[Items from a dataset]
==*==

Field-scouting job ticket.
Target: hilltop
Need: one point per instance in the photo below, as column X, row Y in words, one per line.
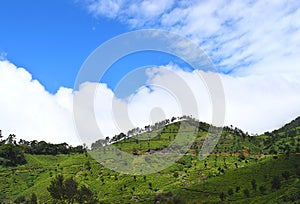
column 241, row 168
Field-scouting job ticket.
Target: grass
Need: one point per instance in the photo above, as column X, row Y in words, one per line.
column 189, row 180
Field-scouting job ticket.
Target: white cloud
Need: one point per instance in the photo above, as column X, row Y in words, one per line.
column 253, row 103
column 235, row 34
column 29, row 111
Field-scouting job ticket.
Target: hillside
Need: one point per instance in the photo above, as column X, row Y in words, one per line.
column 241, row 169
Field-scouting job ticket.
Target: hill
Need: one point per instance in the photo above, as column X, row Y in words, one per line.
column 241, row 169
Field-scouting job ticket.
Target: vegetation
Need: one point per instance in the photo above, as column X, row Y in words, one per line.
column 241, row 169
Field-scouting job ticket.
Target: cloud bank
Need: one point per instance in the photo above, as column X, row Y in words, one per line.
column 241, row 37
column 253, row 103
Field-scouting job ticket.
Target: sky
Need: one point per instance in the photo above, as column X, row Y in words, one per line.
column 254, row 46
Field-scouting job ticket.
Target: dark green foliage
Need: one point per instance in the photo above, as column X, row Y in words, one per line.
column 67, row 191
column 20, row 199
column 262, row 189
column 11, row 155
column 246, row 192
column 85, row 195
column 286, row 175
column 222, row 196
column 33, row 199
column 175, row 174
column 275, row 183
column 253, row 184
column 56, row 188
column 230, row 191
column 70, row 189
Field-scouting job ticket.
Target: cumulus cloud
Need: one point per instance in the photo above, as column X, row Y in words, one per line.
column 237, row 35
column 255, row 104
column 29, row 111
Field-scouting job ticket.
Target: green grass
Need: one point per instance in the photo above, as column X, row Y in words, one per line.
column 189, row 180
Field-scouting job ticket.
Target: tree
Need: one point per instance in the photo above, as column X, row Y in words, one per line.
column 230, row 191
column 275, row 183
column 254, row 185
column 222, row 196
column 286, row 175
column 85, row 195
column 20, row 199
column 56, row 188
column 67, row 191
column 70, row 189
column 262, row 189
column 12, row 155
column 246, row 193
column 175, row 174
column 33, row 199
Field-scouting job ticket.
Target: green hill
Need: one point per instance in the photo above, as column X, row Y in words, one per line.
column 241, row 169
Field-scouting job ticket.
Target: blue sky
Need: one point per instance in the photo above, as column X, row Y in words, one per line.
column 254, row 46
column 52, row 38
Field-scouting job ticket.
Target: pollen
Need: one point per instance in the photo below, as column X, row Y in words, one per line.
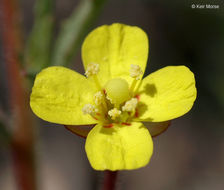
column 135, row 71
column 98, row 98
column 92, row 69
column 130, row 105
column 89, row 109
column 114, row 113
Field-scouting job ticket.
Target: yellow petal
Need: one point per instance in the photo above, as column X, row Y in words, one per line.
column 166, row 94
column 121, row 147
column 59, row 94
column 115, row 47
column 157, row 128
column 80, row 130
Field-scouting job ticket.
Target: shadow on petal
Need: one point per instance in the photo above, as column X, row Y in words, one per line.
column 80, row 130
column 157, row 128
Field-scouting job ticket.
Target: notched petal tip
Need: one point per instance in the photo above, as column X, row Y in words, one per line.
column 167, row 94
column 120, row 147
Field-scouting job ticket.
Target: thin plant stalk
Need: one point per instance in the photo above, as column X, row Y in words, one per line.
column 22, row 134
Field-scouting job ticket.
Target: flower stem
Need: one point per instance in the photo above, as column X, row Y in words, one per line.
column 109, row 180
column 22, row 134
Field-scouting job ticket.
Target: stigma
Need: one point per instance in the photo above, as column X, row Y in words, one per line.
column 135, row 71
column 130, row 105
column 114, row 113
column 89, row 109
column 92, row 69
column 98, row 98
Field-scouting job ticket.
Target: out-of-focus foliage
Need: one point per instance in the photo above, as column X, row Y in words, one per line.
column 74, row 30
column 38, row 50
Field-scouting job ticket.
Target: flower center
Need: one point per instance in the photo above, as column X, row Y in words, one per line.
column 117, row 91
column 116, row 102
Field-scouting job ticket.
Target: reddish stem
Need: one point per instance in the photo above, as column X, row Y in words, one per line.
column 109, row 180
column 22, row 137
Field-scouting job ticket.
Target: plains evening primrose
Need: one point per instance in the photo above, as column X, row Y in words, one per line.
column 124, row 109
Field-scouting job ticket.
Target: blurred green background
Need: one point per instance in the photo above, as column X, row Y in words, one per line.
column 190, row 154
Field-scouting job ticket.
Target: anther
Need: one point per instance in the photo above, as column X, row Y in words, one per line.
column 114, row 113
column 92, row 69
column 89, row 109
column 135, row 71
column 130, row 105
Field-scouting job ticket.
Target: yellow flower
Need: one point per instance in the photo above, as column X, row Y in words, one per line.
column 114, row 97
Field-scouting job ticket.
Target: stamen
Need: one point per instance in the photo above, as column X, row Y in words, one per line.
column 130, row 105
column 92, row 69
column 135, row 71
column 114, row 113
column 89, row 109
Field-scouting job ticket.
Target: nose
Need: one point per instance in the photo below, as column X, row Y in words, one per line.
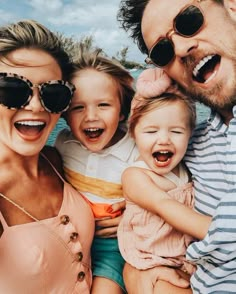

==*==

Your instructions ->
From the lines above, copy those that contain the word "cloud".

Answer box ->
Target: white cloud
Target: cloud bank
Target: cumulus cloud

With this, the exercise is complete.